EXERCISE AIM ->
Render every line of the data below as a JSON list of strings, one string per line, omitting blank lines and the pictures.

Dataset excerpts on object pointing:
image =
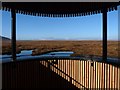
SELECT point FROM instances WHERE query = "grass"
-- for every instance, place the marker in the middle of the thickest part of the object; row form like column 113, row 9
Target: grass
column 78, row 47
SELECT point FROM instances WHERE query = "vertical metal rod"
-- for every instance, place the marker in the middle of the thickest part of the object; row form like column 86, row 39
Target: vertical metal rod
column 104, row 34
column 13, row 44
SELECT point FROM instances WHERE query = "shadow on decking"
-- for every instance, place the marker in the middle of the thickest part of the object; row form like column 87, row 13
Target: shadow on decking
column 31, row 74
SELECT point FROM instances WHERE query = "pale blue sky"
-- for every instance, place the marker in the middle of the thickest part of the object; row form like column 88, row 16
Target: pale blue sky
column 71, row 28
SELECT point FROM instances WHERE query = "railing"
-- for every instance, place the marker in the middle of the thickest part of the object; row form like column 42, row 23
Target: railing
column 85, row 73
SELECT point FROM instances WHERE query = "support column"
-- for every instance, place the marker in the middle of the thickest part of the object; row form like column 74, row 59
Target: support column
column 104, row 34
column 13, row 42
column 105, row 46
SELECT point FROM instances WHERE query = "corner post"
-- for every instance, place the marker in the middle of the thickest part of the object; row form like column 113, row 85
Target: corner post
column 13, row 33
column 104, row 34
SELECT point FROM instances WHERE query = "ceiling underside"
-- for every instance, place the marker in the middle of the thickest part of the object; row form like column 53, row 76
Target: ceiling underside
column 59, row 9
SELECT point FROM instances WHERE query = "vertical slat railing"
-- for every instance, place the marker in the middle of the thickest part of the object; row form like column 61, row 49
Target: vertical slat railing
column 84, row 74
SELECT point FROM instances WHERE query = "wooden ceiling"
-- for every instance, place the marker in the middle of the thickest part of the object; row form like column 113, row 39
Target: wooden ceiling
column 59, row 9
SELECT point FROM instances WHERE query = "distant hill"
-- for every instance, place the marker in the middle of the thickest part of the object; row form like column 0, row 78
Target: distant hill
column 4, row 38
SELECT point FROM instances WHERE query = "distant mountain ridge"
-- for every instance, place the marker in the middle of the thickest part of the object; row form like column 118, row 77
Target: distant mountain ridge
column 4, row 38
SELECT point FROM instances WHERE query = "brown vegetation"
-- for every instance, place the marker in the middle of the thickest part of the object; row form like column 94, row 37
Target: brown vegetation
column 78, row 47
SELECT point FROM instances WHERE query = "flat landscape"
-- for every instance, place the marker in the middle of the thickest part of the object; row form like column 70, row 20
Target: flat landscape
column 78, row 47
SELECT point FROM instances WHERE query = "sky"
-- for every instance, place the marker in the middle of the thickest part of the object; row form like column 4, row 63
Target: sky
column 69, row 28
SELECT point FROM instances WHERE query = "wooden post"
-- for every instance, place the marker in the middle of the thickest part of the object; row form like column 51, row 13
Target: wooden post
column 104, row 43
column 104, row 34
column 13, row 42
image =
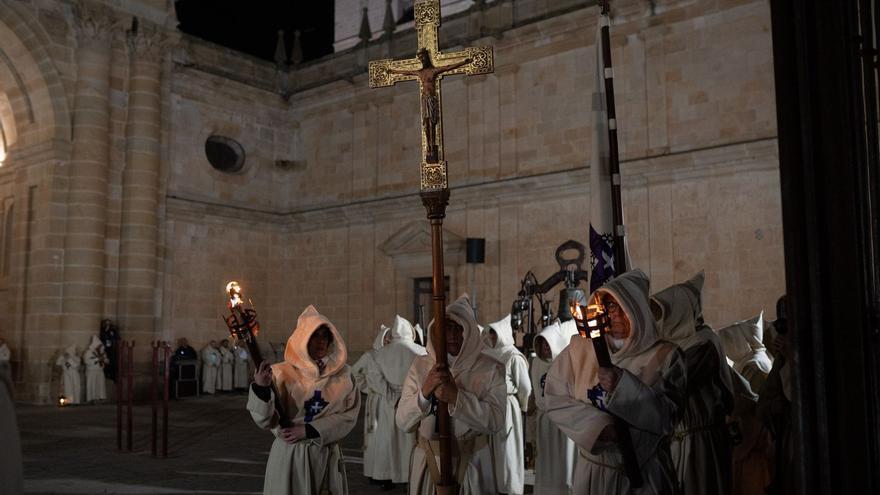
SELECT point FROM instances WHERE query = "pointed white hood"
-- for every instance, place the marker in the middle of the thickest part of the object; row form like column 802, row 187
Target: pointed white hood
column 297, row 353
column 504, row 349
column 680, row 309
column 462, row 313
column 419, row 335
column 395, row 358
column 631, row 292
column 379, row 341
column 743, row 343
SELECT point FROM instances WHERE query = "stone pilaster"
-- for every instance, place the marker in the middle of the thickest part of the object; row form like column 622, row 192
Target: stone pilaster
column 84, row 252
column 140, row 182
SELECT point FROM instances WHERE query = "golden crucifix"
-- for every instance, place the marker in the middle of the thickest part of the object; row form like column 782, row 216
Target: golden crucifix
column 428, row 67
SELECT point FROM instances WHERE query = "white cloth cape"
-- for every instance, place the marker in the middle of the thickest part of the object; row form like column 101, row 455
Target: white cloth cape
column 392, row 446
column 649, row 397
column 508, row 443
column 556, row 454
column 95, row 359
column 210, row 369
column 241, row 366
column 328, row 401
column 359, row 372
column 701, row 448
column 478, row 412
column 71, row 382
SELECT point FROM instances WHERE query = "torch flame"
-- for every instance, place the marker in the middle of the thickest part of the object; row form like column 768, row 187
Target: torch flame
column 576, row 311
column 234, row 291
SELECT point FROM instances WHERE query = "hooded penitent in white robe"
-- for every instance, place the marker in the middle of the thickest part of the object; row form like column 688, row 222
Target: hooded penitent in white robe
column 701, row 446
column 477, row 413
column 71, row 383
column 327, row 401
column 649, row 397
column 392, row 446
column 210, row 369
column 508, row 443
column 556, row 454
column 744, row 346
column 95, row 359
column 359, row 372
column 226, row 361
column 746, row 354
column 240, row 371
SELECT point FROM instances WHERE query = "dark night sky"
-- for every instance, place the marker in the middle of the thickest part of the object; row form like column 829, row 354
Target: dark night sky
column 251, row 26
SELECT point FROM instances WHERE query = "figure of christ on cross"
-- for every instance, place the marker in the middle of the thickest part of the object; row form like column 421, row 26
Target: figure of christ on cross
column 430, row 101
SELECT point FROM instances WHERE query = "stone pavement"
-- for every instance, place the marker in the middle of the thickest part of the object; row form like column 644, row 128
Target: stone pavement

FULL OUTPUT ->
[
  "image =",
  "SELECT point FROM instances WHERE query = \"grass\"",
  "-- for every instance, place the marker in the middle of the thickest part of the object; row form like column 113, row 9",
  "Target: grass",
  "column 78, row 47",
  "SELECT point FROM instances WHERE query = \"vertical metal rod\"",
  "-- for every instance, place the marker in the middle of the thickest part of the object; row form like column 86, row 39",
  "Target: vertical metal rod",
  "column 104, row 34",
  "column 13, row 44",
  "SELECT point FROM instances WHERE query = \"shadow on decking\"",
  "-- for every instance, place the marker in the middle of the thickest part of the object; row form like column 87, row 13",
  "Target: shadow on decking",
  "column 31, row 74",
  "SELECT point FROM instances WHERE query = \"pale blue sky\"",
  "-- for every instance, place the marker in the middle of the thickest part of the object; row form like column 88, row 16",
  "Target: pale blue sky",
  "column 71, row 28",
  "SELECT point FROM instances WHERE query = \"railing\"",
  "-- for every instance, place the marker in the middle of the thickest part of the object; row form like column 42, row 23",
  "Target: railing",
  "column 85, row 73",
  "SELECT point FROM instances WHERE query = \"support column\"",
  "-- for every instance, place the marker in the middle of the thickest part of the object; row form like column 74, row 59",
  "Target: support column",
  "column 104, row 34",
  "column 13, row 42",
  "column 105, row 46",
  "SELECT point FROM instances WHERE query = \"corner post\"",
  "-- for every instance, place the marker in the middle of the thickest part of the object; row form like column 113, row 85",
  "Target: corner post",
  "column 13, row 33",
  "column 104, row 34",
  "SELECT point FROM instances WHERE query = \"ceiling underside\"",
  "-- for every instance, place the marker in the middle of the thickest part of the object; row form like column 53, row 76",
  "Target: ceiling underside",
  "column 59, row 9",
  "SELECT point FROM instances WHERE query = \"vertical slat railing\"",
  "-- for every instance, place the marker in the middle of the thickest part of the object; row form like column 61, row 49",
  "Target: vertical slat railing",
  "column 84, row 74",
  "SELECT point FROM instances WHERE query = \"wooden ceiling\"",
  "-- for every instance, place the marker in the middle of the thickest part of the object; row form like column 113, row 39",
  "Target: wooden ceiling",
  "column 59, row 9",
  "SELECT point FROM instances WHERE query = \"distant hill\"",
  "-- for every instance, place the marker in the middle of the thickest part of the object; row form like column 0, row 78",
  "Target: distant hill",
  "column 4, row 38",
  "SELECT point FROM instances WHERE query = \"distant mountain ridge\"",
  "-- for every instance, place the marker in the middle of the thickest part of the object; row form like column 118, row 77",
  "Target: distant mountain ridge",
  "column 4, row 38",
  "SELECT point FROM instances WHERE query = \"brown vegetation\"",
  "-- for every instance, place the marker in the middle of the thickest part of the object; row form like column 94, row 37",
  "Target: brown vegetation",
  "column 78, row 47",
  "SELECT point FROM instances WHERE query = \"flat landscape\"",
  "-- for every instance, place the marker in the middle of the thickest part of the object; row form like column 70, row 20",
  "Target: flat landscape",
  "column 78, row 47",
  "SELECT point FROM instances WHERE query = \"sky\"",
  "-- for every instance, place the marker in the middle of the thickest part of the object; row form like column 4, row 63",
  "Target: sky",
  "column 69, row 28",
  "SELECT point FROM instances WHERE query = \"wooden post\"",
  "-- for every instance, place the marker in the middle of the thickest part of the object; row form like column 51, row 13",
  "Target: wooden post",
  "column 104, row 43",
  "column 104, row 34",
  "column 13, row 42",
  "image =",
  "SELECT point FROM instances WHERE query = \"pointed white hood\"",
  "-- for every instance, place the marker in the middle of the thickest part of the object; row form like column 802, row 187",
  "Target: pointed white hood",
  "column 297, row 353",
  "column 504, row 349",
  "column 680, row 309",
  "column 462, row 313",
  "column 419, row 335",
  "column 395, row 358",
  "column 631, row 292",
  "column 379, row 341",
  "column 743, row 343",
  "SELECT point FROM instances WHERE query = \"stone pilaster\"",
  "-- for every instance, place the marker in the middle of the thickest part of the object; row form like column 622, row 192",
  "Target: stone pilaster",
  "column 84, row 252",
  "column 140, row 182",
  "SELECT point FROM instances WHERE query = \"golden crucifix\"",
  "-- for every instance, place the marker in the middle of the thickest part of the object; row form like column 782, row 216",
  "Target: golden crucifix",
  "column 428, row 67",
  "SELECT point FROM instances WHERE query = \"white cloth cape\"",
  "-- for every instance, place the marker in the middle of the thickest part of the object; row form like column 101, row 455",
  "Target: white cloth cape",
  "column 392, row 446",
  "column 649, row 397",
  "column 508, row 443",
  "column 556, row 454",
  "column 95, row 359",
  "column 210, row 369",
  "column 241, row 366",
  "column 328, row 401",
  "column 359, row 372",
  "column 701, row 448",
  "column 478, row 412",
  "column 71, row 382",
  "SELECT point FROM instances WHERE query = \"torch flame\"",
  "-- for every instance, place the marker in the middle of the thickest part of the object; row form like column 768, row 187",
  "Target: torch flame",
  "column 576, row 311",
  "column 234, row 291",
  "SELECT point FROM instances WHERE query = \"hooded penitent in white robe\"",
  "-- for every instance, place the marker in the middle of the thickest part of the object; row form like column 688, row 222",
  "Target: hooded penitent in white robe",
  "column 701, row 446",
  "column 477, row 413",
  "column 71, row 383",
  "column 327, row 401",
  "column 649, row 397",
  "column 392, row 446",
  "column 210, row 369",
  "column 508, row 443",
  "column 556, row 454",
  "column 744, row 346",
  "column 95, row 359",
  "column 359, row 372",
  "column 226, row 361",
  "column 746, row 354",
  "column 240, row 371",
  "SELECT point FROM instances WHERE query = \"dark night sky\"",
  "-- for every instance, place the marker in the middle of the thickest part of the object; row form like column 829, row 354",
  "Target: dark night sky",
  "column 251, row 26",
  "SELECT point FROM instances WHERE query = \"figure of christ on cross\"",
  "-- for every instance, place the marker in the middle of the thickest part of the object; row form like column 421, row 26",
  "Target: figure of christ on cross",
  "column 430, row 101",
  "SELECT point FROM instances WHERE query = \"stone pavement\"",
  "-- for every instance, place the marker in the middle of the thickest part of the object; row form like column 644, row 128",
  "Target: stone pavement"
]